REQUIRED WORK.
Copy the data below word for word, starting at its first line and ending at the line that contains "[(128, 565)]", with both of those lines included.

---------- SUPPLIED DATA

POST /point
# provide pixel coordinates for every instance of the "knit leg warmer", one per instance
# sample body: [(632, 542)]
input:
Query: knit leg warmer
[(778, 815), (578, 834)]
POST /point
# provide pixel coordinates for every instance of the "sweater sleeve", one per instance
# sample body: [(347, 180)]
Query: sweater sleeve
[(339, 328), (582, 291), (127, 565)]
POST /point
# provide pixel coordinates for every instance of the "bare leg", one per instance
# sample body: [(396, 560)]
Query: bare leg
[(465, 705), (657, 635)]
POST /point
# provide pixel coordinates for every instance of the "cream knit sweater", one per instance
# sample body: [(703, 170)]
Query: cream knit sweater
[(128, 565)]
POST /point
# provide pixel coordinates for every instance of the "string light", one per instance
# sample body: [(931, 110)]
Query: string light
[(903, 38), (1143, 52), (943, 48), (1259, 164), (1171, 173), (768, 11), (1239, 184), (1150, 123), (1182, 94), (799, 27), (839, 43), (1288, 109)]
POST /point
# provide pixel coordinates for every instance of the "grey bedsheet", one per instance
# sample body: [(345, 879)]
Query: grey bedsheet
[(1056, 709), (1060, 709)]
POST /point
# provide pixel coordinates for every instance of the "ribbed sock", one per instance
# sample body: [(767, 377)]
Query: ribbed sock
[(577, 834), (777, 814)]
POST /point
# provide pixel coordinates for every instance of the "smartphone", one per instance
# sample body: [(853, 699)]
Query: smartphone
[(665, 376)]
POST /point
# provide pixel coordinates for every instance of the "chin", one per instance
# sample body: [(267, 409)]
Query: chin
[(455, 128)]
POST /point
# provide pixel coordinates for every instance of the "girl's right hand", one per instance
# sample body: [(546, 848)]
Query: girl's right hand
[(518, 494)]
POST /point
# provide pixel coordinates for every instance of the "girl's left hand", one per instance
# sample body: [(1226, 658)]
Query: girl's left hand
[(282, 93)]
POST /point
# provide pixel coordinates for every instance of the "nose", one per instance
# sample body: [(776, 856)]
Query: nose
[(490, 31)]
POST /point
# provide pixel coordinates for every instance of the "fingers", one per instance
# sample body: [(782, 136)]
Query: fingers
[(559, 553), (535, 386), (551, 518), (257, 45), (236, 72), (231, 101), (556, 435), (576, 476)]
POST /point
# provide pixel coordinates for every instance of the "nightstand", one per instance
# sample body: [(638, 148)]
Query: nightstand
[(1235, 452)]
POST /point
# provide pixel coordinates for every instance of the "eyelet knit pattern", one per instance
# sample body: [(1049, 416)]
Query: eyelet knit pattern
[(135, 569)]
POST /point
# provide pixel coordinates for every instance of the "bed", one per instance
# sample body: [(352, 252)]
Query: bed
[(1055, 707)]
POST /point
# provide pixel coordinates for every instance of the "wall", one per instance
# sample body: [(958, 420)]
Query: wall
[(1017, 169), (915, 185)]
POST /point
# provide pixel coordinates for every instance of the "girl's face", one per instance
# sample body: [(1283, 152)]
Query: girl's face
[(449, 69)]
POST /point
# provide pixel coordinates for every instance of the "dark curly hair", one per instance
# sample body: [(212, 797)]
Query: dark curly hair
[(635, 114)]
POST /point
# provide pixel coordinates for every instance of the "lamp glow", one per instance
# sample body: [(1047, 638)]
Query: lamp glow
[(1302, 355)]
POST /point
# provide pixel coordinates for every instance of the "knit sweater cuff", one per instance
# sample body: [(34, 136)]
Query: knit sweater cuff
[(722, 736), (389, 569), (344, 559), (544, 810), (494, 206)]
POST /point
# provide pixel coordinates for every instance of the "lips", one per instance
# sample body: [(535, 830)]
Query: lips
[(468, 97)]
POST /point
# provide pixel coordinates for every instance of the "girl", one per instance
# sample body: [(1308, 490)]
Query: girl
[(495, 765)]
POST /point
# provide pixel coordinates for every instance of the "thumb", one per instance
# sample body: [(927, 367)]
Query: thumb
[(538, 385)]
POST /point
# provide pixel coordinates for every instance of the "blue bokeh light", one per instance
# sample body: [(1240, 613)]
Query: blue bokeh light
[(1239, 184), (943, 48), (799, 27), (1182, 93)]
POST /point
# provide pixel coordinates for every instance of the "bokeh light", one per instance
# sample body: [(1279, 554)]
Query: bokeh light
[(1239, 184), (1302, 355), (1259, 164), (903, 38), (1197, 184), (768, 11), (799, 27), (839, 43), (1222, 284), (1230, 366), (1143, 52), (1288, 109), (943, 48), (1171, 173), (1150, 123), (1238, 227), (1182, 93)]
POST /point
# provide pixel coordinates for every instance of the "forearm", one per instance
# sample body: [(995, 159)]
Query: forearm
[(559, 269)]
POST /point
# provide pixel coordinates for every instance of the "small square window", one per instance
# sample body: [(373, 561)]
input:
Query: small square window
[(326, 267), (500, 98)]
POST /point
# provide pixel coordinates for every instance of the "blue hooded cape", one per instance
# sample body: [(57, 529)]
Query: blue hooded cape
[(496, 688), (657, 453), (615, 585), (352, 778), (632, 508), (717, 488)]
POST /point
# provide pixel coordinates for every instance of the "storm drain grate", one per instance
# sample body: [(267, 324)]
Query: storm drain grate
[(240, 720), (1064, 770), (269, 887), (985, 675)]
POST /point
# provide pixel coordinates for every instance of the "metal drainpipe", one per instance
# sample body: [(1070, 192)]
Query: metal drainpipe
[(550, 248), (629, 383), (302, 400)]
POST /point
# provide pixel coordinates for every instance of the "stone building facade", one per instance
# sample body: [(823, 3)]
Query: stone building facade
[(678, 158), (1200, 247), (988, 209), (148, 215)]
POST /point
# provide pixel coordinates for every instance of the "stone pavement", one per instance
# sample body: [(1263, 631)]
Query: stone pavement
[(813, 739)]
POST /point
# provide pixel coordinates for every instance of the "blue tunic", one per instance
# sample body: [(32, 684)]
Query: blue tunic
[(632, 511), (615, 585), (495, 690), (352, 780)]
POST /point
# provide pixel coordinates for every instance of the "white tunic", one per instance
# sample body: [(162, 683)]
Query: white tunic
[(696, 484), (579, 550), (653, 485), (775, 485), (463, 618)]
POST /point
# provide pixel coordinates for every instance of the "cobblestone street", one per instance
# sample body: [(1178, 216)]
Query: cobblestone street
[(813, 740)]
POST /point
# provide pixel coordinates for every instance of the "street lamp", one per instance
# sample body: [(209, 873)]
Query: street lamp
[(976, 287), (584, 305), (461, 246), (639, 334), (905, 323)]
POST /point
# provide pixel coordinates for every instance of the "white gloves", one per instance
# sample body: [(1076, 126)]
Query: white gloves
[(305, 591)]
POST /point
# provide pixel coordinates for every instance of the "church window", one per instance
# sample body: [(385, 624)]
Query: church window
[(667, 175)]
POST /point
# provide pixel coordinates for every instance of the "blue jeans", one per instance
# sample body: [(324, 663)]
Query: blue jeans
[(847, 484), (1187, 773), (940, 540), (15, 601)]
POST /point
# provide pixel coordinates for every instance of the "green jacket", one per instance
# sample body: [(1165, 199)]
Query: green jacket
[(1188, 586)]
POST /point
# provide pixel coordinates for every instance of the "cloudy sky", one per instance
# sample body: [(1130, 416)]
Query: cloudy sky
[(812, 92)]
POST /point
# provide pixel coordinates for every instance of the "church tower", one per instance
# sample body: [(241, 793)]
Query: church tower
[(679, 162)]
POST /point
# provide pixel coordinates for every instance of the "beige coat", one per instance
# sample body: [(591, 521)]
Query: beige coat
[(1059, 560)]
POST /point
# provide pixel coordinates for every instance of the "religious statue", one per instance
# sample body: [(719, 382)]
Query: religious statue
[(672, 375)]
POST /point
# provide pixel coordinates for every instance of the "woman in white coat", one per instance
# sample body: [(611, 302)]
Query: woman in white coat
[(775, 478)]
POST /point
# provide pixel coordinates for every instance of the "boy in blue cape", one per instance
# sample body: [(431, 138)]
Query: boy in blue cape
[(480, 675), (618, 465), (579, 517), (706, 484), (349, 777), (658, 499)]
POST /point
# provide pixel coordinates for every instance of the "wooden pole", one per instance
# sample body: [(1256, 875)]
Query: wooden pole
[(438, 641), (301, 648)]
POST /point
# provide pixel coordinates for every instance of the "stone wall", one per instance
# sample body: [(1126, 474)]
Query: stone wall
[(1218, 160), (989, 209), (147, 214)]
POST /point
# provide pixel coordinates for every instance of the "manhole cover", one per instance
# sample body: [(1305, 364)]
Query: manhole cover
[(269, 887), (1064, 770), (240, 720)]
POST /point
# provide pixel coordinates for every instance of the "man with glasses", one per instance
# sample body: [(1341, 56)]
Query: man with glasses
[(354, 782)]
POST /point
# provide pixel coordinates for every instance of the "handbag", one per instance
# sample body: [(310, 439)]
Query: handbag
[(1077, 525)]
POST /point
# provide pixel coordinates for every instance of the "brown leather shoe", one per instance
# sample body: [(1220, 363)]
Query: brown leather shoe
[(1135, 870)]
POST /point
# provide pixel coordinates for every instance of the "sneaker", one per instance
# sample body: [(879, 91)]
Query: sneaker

--------------------

EXPECTED OUTPUT.
POST /point
# provide pixel coordinates for every instance of the "knit leg warmer", one per instance
# sample body: [(632, 542)]
input:
Query: knit leg warmer
[(778, 815), (578, 834)]
POST /point
# provide pixel coordinates for every instance of the "sweater sleeve", one per instance
# sample body: [(347, 180)]
Query: sweater sleeve
[(339, 328), (582, 291), (127, 565)]
POST /point
# provide pixel coordinates for every instance of the "bare leg", one per instance
# sample body: [(396, 560)]
Query: bare leg
[(465, 705), (657, 635)]
POST /point
# provide pixel coordinates for every instance of the "cream knit sweater", one per instance
# sample body: [(703, 170)]
Query: cream knit sweater
[(128, 565)]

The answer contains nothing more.